▶ [WHAT THE TASK REQUIRES]
All of the data below is to be output exactly as written.

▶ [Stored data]

[Start of section]

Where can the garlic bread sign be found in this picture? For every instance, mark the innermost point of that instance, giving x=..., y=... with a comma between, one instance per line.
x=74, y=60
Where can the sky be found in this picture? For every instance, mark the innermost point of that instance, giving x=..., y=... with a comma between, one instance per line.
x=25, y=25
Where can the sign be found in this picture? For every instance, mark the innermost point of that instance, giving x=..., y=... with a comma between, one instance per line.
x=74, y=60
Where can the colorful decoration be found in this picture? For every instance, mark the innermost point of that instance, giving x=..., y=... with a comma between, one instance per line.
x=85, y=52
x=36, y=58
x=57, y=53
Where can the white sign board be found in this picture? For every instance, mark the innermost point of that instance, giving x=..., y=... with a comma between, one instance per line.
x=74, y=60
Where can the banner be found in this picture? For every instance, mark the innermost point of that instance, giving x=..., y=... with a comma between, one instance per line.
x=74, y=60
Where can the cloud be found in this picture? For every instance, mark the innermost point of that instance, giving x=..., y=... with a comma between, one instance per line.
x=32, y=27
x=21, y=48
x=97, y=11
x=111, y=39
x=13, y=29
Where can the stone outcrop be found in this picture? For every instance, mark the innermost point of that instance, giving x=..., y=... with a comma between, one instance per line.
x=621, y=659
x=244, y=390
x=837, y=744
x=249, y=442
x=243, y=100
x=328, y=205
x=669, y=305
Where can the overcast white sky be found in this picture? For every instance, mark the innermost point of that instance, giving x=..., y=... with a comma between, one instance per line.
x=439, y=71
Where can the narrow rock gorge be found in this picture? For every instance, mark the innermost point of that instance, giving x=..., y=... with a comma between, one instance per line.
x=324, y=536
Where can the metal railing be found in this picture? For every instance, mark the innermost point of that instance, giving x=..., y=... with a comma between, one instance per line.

[End of section]

▶ [OUTPUT]
Where can the garlic bread sign be found in this picture? For every instance, mark the innermost point of that instance, giving x=..., y=... with a comma between, one instance per line.
x=74, y=60
Where can the sky be found in this picture? For every instance, mark the innermost point of that instance, giving x=..., y=... with a comma between, one instance per line.
x=25, y=25
Where can the sign be found in this picture? For every instance, mark the innermost point of that instance, giving x=..., y=... with a comma between, one instance per line.
x=74, y=60
Where can the colorful decoration be found in this picture? For every instance, mark the innermost point of that instance, giving x=..., y=... with a comma between, one instance per line.
x=85, y=52
x=36, y=58
x=57, y=53
Where can the white sign board be found in this picture? For every instance, mark the innermost point of that instance, giving x=..., y=... with a comma between, one instance per line.
x=74, y=60
Where can the banner be found in this picture? For every instance, mark the innermost point of that instance, giving x=..., y=... with a comma between, one instance per line.
x=74, y=60
Where can the cloud be found in this picture? For every instance, mark the innermost point of that instance, giving x=..., y=... with a comma between, one instance per line.
x=32, y=27
x=21, y=48
x=97, y=11
x=111, y=39
x=13, y=29
Where can the stone outcrop be found in this picture? For every instance, mark the innermost point of that instance, giving x=..., y=... with a comma between, one instance per line.
x=621, y=659
x=244, y=390
x=837, y=744
x=249, y=442
x=243, y=100
x=328, y=205
x=669, y=305
Where can the overcast white sky be found in this picture? For every instance, mark the innermost point of that instance, giving x=..., y=... with a comma between, one instance per line.
x=439, y=71
Where can the narrow rock gorge be found in this picture? For every instance, mark the innermost point of that instance, giving x=..., y=... with a comma between, one instance per line.
x=324, y=536
Where can the metal railing be found in this picture? For every instance, mark the innermost point of that instance, giving x=..., y=... with a comma between, one instance per line.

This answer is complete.